▶ [Instructions for the task]:
Convert every line of all the entries below into a JSON list of strings, one string per line, skipping blank lines and leaving out the pictures.

▶ [Data in this exercise]:
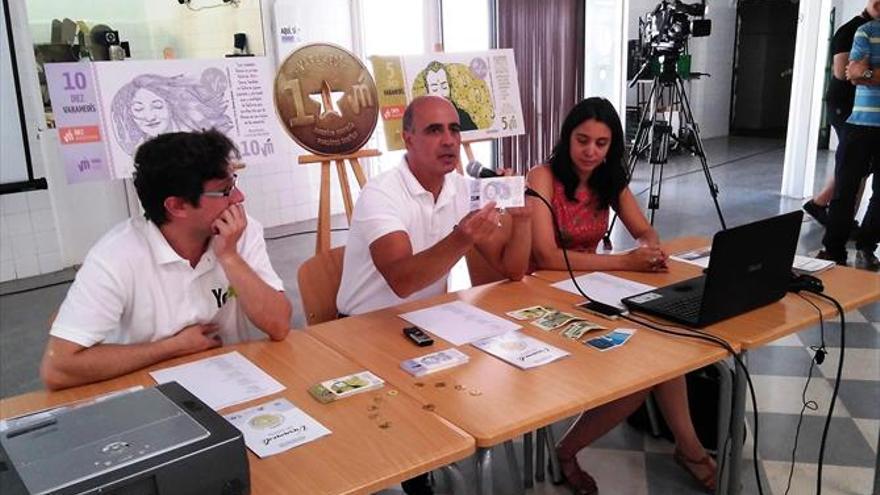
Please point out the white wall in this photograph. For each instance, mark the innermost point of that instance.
(29, 239)
(709, 96)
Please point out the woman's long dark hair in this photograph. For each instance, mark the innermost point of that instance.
(610, 177)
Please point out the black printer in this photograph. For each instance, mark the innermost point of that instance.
(160, 440)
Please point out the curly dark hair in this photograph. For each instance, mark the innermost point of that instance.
(179, 164)
(610, 177)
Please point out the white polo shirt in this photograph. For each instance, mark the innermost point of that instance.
(134, 288)
(391, 202)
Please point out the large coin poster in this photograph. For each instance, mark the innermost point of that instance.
(482, 86)
(105, 110)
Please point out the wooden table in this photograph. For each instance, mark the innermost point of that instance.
(363, 454)
(494, 401)
(850, 287)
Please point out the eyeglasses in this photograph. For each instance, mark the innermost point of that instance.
(225, 192)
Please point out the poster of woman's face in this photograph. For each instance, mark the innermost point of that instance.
(153, 104)
(150, 112)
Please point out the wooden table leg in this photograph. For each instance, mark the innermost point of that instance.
(322, 244)
(346, 191)
(358, 172)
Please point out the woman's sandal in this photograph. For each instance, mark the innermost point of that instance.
(580, 482)
(689, 465)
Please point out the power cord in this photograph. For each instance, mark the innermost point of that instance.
(817, 359)
(700, 335)
(836, 388)
(696, 335)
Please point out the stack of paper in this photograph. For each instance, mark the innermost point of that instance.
(604, 288)
(459, 323)
(520, 350)
(436, 361)
(221, 381)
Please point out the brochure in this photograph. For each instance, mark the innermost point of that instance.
(520, 350)
(435, 361)
(276, 426)
(345, 386)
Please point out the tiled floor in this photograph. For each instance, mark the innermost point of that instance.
(626, 461)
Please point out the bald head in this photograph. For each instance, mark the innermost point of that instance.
(418, 103)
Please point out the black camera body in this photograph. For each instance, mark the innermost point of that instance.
(665, 30)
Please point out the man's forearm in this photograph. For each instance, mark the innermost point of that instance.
(101, 362)
(266, 307)
(415, 272)
(518, 249)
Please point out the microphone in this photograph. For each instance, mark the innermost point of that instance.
(476, 170)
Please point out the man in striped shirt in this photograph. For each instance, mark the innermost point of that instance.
(861, 157)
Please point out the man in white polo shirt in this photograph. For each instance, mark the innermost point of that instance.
(189, 276)
(412, 224)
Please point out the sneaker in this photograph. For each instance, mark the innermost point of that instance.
(867, 259)
(854, 231)
(825, 255)
(817, 211)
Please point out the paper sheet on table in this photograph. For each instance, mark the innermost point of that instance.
(604, 288)
(276, 426)
(459, 323)
(221, 381)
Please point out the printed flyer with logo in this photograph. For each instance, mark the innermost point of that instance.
(482, 86)
(105, 110)
(276, 426)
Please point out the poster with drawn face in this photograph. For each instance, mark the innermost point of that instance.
(482, 86)
(148, 105)
(128, 103)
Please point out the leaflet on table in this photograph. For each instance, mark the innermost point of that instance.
(459, 323)
(604, 288)
(221, 381)
(520, 350)
(105, 110)
(801, 264)
(506, 192)
(276, 426)
(345, 386)
(435, 361)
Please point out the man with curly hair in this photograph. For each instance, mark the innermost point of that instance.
(190, 275)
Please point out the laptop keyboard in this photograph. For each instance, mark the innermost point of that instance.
(686, 308)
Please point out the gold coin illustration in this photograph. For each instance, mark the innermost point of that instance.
(326, 99)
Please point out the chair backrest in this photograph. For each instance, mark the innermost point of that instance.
(318, 280)
(480, 270)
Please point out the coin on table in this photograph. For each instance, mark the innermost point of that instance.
(326, 99)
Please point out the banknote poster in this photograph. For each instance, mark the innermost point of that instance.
(105, 110)
(482, 87)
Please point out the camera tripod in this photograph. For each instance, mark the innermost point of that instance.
(654, 135)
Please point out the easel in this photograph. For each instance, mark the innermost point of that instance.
(322, 244)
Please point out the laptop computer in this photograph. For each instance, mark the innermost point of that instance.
(749, 267)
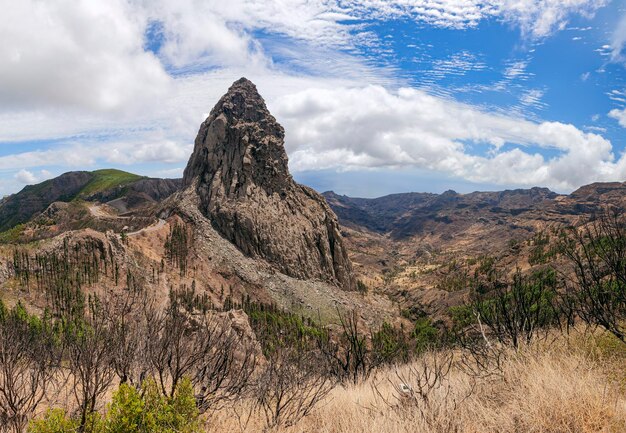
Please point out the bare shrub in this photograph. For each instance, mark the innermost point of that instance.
(289, 386)
(216, 359)
(28, 358)
(597, 254)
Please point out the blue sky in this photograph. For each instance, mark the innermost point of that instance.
(375, 96)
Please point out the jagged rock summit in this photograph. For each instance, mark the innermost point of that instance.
(239, 170)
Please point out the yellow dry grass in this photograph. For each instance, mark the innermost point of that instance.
(573, 385)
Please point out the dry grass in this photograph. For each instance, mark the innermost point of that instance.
(573, 385)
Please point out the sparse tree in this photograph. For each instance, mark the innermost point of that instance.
(597, 254)
(289, 386)
(28, 361)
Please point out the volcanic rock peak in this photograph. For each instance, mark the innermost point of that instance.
(240, 172)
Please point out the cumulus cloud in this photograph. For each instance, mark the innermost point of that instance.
(373, 127)
(619, 115)
(88, 71)
(618, 42)
(29, 178)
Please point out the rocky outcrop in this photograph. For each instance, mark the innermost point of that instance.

▶ [Output]:
[
  "Please point out the white wall in this photograph. For each instance, mark the innermost point of that instance.",
  "(29, 239)",
  "(709, 96)",
  "Please point out the woman's long dark hair in this photograph. For each instance, mark the innermost point of that instance.",
  "(610, 177)",
  "Please point out the black printer in this photograph. For each instance, mark the innermost point of that instance.",
  "(160, 440)",
  "Please point out the curly dark hair in this photograph. For each instance, mark the innermost point of that instance.",
  "(179, 164)",
  "(610, 177)",
  "Please point out the white polo shirt in this photograph. For each instance, mark the innermost point of that instance.",
  "(134, 288)",
  "(391, 202)",
  "Please point out the large coin poster in this photograph. For each instance, mark the innermost point of that instance.",
  "(482, 86)",
  "(105, 110)",
  "Please point out the wooden table in this photograph. For each instance, mark the innermost point of that instance.",
  "(363, 454)",
  "(494, 401)",
  "(850, 287)",
  "Please point out the eyeglasses in this photograph. For each instance, mark the innermost point of that instance.",
  "(225, 192)",
  "Please point out the poster of woman's face in this photograph. For each instance, mark the innermost point of that instance.",
  "(153, 104)",
  "(150, 112)",
  "Please point out the wooden table leg in this photograph. For each instance, mark the innermost point of that instance.",
  "(322, 244)",
  "(346, 191)",
  "(358, 172)",
  "Please point out the woman's sandal in this photograph. For each instance, mark the innermost point of that instance.",
  "(580, 482)",
  "(689, 465)",
  "Please point out the power cord in this photograph. For each instance, mark the innermost point of that instance.",
  "(817, 359)",
  "(700, 335)",
  "(836, 388)",
  "(696, 335)",
  "Please point out the stack of paper in this photograph. For each instance, mark the innermost point of that instance.",
  "(604, 288)",
  "(459, 323)",
  "(520, 350)",
  "(436, 361)",
  "(221, 381)",
  "Please point out the brochure in this photograph. For each instance, mark the innermost point of that instance.",
  "(520, 350)",
  "(435, 361)",
  "(276, 426)",
  "(345, 386)",
  "Please point out the tiled floor in this photograph. For each instance, mark the innermost point of that instance.",
  "(626, 461)",
  "Please point out the bald head in this photograph. For each instance, mark the innermost point of that instance.",
  "(418, 103)",
  "Please point out the black camera body in this photograph. For each instance, mark the innermost point of that instance.",
  "(665, 30)",
  "Please point out the man's forearm in this photograph. For each instance, mark the innermost point of that instance.",
  "(101, 362)",
  "(266, 307)",
  "(415, 272)",
  "(518, 249)",
  "Please point out the microphone in this photograph. For each instance, mark the innermost point of that instance.",
  "(476, 170)",
  "Please point out the man in striped shirt in this photograph. For each instance, mark the innermost point of that instance.",
  "(861, 157)",
  "Please point out the man in white polo shirt in this photograph. For each instance, mark the innermost point of that instance.",
  "(189, 276)",
  "(412, 224)",
  "Please point out the sneaker in this photograph. For each instance, mark the innermost point of that instance.",
  "(867, 259)",
  "(854, 231)",
  "(825, 255)",
  "(817, 211)",
  "Please point out the paper sheet on table in this photograph. For each instance, mark the innermost point of that instance.",
  "(604, 288)",
  "(276, 426)",
  "(459, 323)",
  "(221, 381)",
  "Please point out the printed flyer with logo in this photograph. For each instance, mark the innermost point of that instance.",
  "(482, 86)",
  "(105, 110)",
  "(276, 426)",
  "Please point out the poster with drawn face in this photograph. For each instance, mark the innermost point of that instance.",
  "(482, 86)",
  "(148, 105)",
  "(128, 103)",
  "Please point out the leaflet on table in this photograph. For each instance, mark the innermost point of that instance.",
  "(459, 323)",
  "(604, 288)",
  "(221, 381)",
  "(520, 350)",
  "(105, 110)",
  "(801, 264)",
  "(506, 192)",
  "(276, 426)",
  "(345, 386)",
  "(435, 361)",
  "Please point out the man with curly hair in this photograph. For each instance, mark the innermost point of that instance.",
  "(190, 275)",
  "Please point out the laptop keyboard in this photograph. For each instance, mark the innermost point of that instance.",
  "(686, 308)",
  "Please point out the gold coin illustration in this photograph. For each instance, mark the innermost point of that instance.",
  "(326, 99)",
  "Please point out the chair backrest in this photograph. For each instance, mark the innermost point of that instance.",
  "(318, 280)",
  "(480, 270)",
  "Please point out the coin on table in this photograph. For each instance, mark the innermost point of that instance.",
  "(326, 99)",
  "Please point out the banknote poster in this photograph. For each instance, mark the innermost point of that instance.",
  "(105, 110)",
  "(482, 87)",
  "Please point out the camera tripod in this photograph. For each instance, mark the innermost point of that instance.",
  "(654, 135)",
  "Please point out the easel in this photograph. For each instance, mark the innermost point of that instance.",
  "(322, 244)",
  "Please point out the laptop computer in this photograph. For each instance, mark the innermost point of that instance.",
  "(749, 267)",
  "Please point out the bare shrub in this photograph. For each instance, mark the innermost point of that instance.",
  "(289, 386)",
  "(216, 359)",
  "(28, 358)",
  "(597, 254)",
  "Please point out the blue sky in this photograph. For each instance, mark the innermost point of that instance.",
  "(375, 96)",
  "Please point out the jagged rock summit in this photograph. For each instance, mark the innermost point of that instance.",
  "(239, 170)",
  "Please point out the yellow dry grass in this photograph. For each instance, mark the innermost point of that instance.",
  "(573, 385)",
  "Please point out the dry grass in this photograph. For each instance, mark the innermost point of that instance.",
  "(573, 385)",
  "Please point out the sparse tree in this photograph. For each instance, mark the innermost point of that instance.",
  "(597, 254)",
  "(289, 386)",
  "(28, 361)",
  "Please point out the volcanic rock peak in this photograph. For each instance, mark the innermost point of that instance.",
  "(240, 172)",
  "Please point out the cumulus cloud in this photograph. For each instance, mark the innermost point of that instance.",
  "(373, 127)",
  "(619, 115)",
  "(88, 71)",
  "(618, 42)",
  "(29, 178)",
  "Please point out the rocky outcrop in this photograph. For each instance, mark the innermost point of that instance."
]